• _Exercise_
All that is needed is every record, duplicated exactly.

***** Material provided

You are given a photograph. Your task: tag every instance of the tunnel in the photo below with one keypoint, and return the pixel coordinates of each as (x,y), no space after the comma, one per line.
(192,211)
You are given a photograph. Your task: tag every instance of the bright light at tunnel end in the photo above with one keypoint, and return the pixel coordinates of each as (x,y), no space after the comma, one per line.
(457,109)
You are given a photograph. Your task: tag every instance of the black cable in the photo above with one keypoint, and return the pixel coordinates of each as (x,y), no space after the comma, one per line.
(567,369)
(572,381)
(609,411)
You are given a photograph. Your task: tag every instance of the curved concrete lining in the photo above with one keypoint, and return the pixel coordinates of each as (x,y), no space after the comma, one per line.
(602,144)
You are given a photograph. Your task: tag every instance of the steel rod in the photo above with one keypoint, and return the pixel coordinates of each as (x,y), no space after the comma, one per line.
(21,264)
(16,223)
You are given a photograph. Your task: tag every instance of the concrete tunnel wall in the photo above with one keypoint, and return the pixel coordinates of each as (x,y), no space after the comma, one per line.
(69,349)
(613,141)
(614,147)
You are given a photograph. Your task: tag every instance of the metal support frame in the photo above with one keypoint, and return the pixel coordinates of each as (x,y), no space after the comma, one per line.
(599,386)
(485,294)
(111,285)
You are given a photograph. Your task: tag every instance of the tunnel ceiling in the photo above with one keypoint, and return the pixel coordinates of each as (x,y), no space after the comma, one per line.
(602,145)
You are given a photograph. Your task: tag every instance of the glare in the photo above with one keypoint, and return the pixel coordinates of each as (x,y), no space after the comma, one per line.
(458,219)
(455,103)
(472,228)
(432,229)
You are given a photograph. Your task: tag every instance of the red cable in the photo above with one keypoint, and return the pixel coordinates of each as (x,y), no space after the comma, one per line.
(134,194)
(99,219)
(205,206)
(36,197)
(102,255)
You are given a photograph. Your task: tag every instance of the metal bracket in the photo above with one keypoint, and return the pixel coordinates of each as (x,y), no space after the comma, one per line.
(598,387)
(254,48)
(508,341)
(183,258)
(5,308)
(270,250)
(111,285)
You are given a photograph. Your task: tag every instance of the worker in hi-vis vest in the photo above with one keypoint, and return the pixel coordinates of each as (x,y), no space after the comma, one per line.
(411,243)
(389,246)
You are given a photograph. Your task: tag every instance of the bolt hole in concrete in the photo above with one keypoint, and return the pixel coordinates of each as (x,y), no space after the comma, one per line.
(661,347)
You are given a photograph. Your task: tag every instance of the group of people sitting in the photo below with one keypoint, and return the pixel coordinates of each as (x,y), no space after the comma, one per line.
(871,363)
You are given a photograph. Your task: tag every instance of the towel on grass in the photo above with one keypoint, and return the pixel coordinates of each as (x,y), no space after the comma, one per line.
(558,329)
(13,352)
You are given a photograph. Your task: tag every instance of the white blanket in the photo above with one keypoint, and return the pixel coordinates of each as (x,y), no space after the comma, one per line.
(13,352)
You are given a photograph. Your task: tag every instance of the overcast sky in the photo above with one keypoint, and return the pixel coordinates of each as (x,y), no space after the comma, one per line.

**********

• _Solution_
You are given a photograph. Your task: tag every instance of the tunnel in the photo below with one keypoint, and return the pixel coordinates of each as (x,y), no space after the comma, one per line.
(192,211)
You are given a photograph. Your task: tag every instance of the bright light at tunnel end in the photo above with one keypoint, and return the pixel coordinates of each as (x,y), no space after the comma, one per line.
(457,109)
You are given a photograph. Your task: tag every instance of the black cable in the photo above with one keypoint, and return the pixel coordinates of each as (x,y), no space after the comma, one per line.
(567,369)
(572,381)
(609,411)
You are given a photograph. Your task: tag every instance of the curved concrete lining in the photo above with one keypoint, and return the pixel coordinates of each as (x,y), no space after the comma, one per line.
(602,144)
You are given a photograph. Your task: tag every instance of the steel rod in the photo above with one keypoint, and return the pixel coordinates of each as (x,y), no space after the comma, one per line.
(21,264)
(16,223)
You are given a photograph. Your task: tag every instance of the concrete tunnel wall in the photo above with one keypoint, and return the pixel coordinates of each as (x,y), no space after the comma, one per line.
(69,349)
(613,141)
(614,147)
You are given a photograph. Your task: tag every instance of the metal support frame in the photo above with one keypoint, and return the pixel coordinates of each as (x,y), no space after the comma, one per line.
(599,386)
(485,294)
(111,285)
You are given a photograph. Your task: tag every instance of the tunnel ceiling in the photo above with one keypoint, and return the pixel coordinates of each as (x,y), no space after the comma, one per line.
(602,145)
You are given a photograph. Your task: tag every instance of the glare in the photo above with one keypoint, and return the pixel coordinates of each as (x,y), no space after the comma, one per line.
(458,219)
(455,103)
(472,228)
(432,229)
You are given a photograph. Your task: tag every instance of the red cable in the photo above with one keypoint, and return the pixel coordinates of each as (x,y), no space after the comma, one per line.
(134,194)
(99,219)
(205,206)
(36,197)
(102,255)
You are given a photograph. Your task: tag every instance of the metal bracket in the photo above with one keypoint, and return the pixel coordinates of each as (x,y), no space after the comma, one per line.
(598,387)
(254,48)
(508,341)
(183,258)
(5,308)
(270,250)
(111,285)
You are given a photograph. Your task: tag every instance of the worker in hi-vis vest in the photo above with one keypoint, and return the pixel coordinates of each as (x,y), no space after the comma, one per line.
(411,243)
(389,246)
You are given a photograph. Your task: tag every instance of the bolt hole in concrete in the photo above with one keypoint, and return the pixel coordinates of each as (x,y), no space after the comma, one per line.
(661,347)
You are given a photograph. Your task: tag every instance of the group of people sitting in the photo below with one keypoint, and return the pixel coordinates of each as (x,y), no space after the comma, one per line.
(871,363)
You are given a photograph. Your task: tag every instance of the towel on grass in the photo above with one keypoint, and return the pixel coordinates of each as (x,y), no space after the comma, one per line.
(558,329)
(13,352)
You are given a photograph. Your task: tag every instance of the white blanket in the photo above with one keypoint, and return the pixel coordinates of each as (x,y), no space after the comma, one per line.
(13,352)
You are given a photograph. Your task: tag every instance of the overcast sky in the photo above with one keypoint, and return the pixel coordinates of each as (x,y), no space after the comma, one per line.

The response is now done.